* What you are asked to do:
Reproduce nothing but the closing run of lines: the line with "Given the photograph below, the pointer locates the church" and each line that follows it to the end of the data.

A run of records
***

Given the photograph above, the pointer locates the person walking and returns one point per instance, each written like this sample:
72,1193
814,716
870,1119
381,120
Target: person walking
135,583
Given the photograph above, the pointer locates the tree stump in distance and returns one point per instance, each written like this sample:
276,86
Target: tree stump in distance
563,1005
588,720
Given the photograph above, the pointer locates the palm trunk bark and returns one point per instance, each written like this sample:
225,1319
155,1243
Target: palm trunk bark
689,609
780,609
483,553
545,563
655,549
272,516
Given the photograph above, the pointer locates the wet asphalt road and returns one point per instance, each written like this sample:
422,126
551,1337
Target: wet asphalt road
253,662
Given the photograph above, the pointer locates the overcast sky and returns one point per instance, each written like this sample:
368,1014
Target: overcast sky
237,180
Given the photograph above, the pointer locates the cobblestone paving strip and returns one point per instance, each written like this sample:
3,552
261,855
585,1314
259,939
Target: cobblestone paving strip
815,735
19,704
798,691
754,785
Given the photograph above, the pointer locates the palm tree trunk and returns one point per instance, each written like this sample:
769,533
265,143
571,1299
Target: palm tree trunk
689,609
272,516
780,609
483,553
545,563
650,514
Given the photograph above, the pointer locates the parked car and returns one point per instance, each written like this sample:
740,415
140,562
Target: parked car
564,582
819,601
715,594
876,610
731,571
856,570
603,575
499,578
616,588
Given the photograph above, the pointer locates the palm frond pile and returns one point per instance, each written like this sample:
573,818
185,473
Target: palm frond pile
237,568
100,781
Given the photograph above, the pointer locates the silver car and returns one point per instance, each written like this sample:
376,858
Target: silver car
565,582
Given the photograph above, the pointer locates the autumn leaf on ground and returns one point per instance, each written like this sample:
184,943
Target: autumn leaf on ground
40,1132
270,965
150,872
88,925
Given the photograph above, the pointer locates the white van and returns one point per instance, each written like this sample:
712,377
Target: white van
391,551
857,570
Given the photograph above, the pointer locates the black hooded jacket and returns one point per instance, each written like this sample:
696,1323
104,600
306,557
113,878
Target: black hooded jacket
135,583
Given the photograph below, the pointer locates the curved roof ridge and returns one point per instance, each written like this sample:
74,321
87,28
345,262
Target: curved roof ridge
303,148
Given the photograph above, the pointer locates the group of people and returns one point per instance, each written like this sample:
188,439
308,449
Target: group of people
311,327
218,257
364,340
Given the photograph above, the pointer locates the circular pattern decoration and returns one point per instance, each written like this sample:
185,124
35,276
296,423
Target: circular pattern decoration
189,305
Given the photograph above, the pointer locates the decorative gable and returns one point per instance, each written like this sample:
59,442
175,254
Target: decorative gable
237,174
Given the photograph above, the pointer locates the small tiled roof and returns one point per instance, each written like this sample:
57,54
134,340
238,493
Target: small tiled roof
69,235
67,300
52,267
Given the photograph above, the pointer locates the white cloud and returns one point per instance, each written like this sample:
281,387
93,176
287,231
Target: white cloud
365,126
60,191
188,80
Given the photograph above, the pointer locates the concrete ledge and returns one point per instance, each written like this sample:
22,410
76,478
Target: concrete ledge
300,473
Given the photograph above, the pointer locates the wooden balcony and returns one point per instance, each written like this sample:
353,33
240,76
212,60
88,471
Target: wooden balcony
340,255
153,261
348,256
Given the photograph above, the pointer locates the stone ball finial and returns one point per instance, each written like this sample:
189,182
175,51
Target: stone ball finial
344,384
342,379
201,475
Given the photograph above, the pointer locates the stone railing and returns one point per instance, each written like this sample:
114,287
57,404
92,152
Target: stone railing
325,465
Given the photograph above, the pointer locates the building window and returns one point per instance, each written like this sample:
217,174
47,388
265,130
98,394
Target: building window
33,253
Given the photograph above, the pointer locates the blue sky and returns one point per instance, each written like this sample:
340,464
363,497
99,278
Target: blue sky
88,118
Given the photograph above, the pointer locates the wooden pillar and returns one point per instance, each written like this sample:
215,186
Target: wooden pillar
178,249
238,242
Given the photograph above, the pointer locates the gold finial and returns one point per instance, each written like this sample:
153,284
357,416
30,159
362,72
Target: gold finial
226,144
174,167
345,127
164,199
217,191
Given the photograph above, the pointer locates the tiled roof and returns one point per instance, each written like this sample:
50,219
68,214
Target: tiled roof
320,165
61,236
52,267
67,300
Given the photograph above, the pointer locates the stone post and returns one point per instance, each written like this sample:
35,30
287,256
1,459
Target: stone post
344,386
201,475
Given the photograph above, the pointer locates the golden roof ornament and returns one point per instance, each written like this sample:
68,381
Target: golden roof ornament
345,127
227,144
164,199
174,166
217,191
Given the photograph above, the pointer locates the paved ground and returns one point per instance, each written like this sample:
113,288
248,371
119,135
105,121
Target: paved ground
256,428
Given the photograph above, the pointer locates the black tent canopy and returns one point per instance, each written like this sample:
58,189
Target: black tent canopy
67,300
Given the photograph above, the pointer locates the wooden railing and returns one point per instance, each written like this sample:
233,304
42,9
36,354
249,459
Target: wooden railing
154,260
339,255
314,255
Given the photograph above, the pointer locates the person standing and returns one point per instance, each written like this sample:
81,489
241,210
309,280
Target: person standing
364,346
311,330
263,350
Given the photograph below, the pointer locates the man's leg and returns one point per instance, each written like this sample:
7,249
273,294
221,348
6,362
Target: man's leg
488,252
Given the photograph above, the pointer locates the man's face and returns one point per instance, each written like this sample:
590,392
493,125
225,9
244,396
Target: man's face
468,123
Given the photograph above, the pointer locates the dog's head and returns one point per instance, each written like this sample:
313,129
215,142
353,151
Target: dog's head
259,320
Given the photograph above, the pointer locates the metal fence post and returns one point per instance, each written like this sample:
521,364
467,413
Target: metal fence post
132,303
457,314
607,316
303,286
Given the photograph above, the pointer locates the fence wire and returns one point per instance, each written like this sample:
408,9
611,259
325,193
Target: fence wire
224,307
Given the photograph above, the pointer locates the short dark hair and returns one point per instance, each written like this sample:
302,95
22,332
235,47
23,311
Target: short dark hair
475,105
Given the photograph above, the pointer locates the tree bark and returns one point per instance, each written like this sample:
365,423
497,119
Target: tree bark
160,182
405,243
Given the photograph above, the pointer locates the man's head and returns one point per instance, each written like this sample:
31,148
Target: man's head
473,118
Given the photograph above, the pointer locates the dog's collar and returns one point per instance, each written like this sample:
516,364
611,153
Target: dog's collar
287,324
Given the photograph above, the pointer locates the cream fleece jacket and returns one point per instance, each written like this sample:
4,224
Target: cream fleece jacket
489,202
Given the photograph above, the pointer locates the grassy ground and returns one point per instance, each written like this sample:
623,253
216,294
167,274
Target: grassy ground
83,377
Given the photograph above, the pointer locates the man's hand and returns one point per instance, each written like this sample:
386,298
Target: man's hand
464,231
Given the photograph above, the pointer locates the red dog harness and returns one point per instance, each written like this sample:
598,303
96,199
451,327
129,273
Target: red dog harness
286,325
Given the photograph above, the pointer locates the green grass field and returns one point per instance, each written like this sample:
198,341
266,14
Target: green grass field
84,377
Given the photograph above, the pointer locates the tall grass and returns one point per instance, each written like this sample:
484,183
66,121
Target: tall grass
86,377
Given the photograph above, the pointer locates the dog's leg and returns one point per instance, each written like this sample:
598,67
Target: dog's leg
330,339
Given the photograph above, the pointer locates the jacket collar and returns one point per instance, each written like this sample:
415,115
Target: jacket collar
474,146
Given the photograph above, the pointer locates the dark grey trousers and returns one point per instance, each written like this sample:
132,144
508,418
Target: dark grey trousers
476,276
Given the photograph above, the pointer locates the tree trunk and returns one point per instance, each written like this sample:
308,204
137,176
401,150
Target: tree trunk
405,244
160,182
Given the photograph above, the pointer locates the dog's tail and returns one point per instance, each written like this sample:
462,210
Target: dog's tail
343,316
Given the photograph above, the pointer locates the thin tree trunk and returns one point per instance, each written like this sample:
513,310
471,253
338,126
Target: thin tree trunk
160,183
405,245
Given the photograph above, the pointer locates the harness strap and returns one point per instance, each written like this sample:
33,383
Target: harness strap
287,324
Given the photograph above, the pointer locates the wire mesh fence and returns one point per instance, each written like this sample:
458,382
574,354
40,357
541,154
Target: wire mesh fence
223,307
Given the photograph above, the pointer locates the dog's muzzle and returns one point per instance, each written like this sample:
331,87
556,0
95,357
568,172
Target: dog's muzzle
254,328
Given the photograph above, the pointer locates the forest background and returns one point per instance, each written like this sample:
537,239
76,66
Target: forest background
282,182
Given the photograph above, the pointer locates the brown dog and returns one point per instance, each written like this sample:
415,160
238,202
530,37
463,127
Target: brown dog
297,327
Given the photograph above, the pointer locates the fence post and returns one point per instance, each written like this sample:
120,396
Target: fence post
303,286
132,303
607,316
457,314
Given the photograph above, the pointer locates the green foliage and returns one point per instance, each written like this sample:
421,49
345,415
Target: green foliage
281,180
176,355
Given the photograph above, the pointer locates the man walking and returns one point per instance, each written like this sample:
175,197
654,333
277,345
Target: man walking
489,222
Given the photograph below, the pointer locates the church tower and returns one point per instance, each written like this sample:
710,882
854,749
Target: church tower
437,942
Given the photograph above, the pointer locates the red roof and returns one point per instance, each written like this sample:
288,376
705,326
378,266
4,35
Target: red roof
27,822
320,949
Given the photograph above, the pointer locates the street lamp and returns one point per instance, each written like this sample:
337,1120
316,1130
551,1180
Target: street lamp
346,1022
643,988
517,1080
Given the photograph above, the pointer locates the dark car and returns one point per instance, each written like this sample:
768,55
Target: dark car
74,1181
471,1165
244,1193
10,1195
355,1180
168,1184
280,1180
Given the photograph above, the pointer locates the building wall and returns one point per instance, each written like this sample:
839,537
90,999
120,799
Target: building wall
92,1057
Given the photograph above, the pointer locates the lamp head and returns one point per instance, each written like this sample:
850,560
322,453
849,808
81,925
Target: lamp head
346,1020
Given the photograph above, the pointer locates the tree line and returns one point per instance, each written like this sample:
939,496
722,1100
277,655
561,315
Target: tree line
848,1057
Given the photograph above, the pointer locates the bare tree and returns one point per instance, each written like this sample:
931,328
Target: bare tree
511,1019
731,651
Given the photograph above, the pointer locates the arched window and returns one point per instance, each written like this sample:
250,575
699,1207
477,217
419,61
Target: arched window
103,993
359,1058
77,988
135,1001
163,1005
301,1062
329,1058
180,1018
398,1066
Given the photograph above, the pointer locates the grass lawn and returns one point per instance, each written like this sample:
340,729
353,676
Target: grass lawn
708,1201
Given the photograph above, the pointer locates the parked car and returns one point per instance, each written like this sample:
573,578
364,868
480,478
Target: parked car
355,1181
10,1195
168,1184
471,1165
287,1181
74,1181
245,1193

***

* Solution to this problem:
Given the photograph below, the pointer locates the church tower and returns one point per instance, each written like this sample:
710,882
854,749
Target: church tower
437,942
Given the photograph above, the pointer locates the red roof and returns one point per instance, each written like this sample:
288,376
705,326
378,266
4,35
Target: red roof
27,822
320,949
Given the photograph above, the pointer locates the street lamp and returns one point per instance, each written like this sample:
337,1120
316,1130
551,1180
Target: street lamp
346,1022
643,988
517,1080
Given the photograph above, the pointer locates the dark car and returns one point per instance, each written like this sample:
768,55
Target: dark car
74,1181
471,1165
244,1193
10,1195
355,1180
168,1184
280,1180
Given the photograph above, the pointer locates the building wall and returns one point per instance, each written like this sample:
839,537
90,999
120,799
Target: building wall
92,1057
Given the photograph above, the pointer locates the lamp head and returns one point per instance, each written like this sample:
850,560
322,453
849,808
81,925
Target: lamp head
346,1020
Given the photograph above, the pointer locates the tree line and returns one point per instance, each written like this sample:
939,496
722,1100
277,655
561,315
Target: tree line
848,1057
Given the photograph above, the pointer locates the bare tree and returns one point per instance, each written like this sample:
931,328
Target: bare tree
511,1019
731,651
Given the photograph above, the pointer locates the arched window and returns one point per instance, each written like this sample:
250,575
699,1207
477,217
419,61
Target: arched window
103,993
359,1058
77,988
135,1001
163,1005
301,1062
329,1058
180,1018
398,1066
Given the photograph above, the pointer locates the grass lawn and returns one point per instance, each written like this sample:
340,729
353,676
Target: grass lawn
708,1201
Given the photograph above, the pointer locates the parked car and returns one point per instance, each written like this sample:
573,578
364,868
480,478
Target: parked car
355,1181
10,1195
168,1184
471,1165
287,1181
74,1181
245,1193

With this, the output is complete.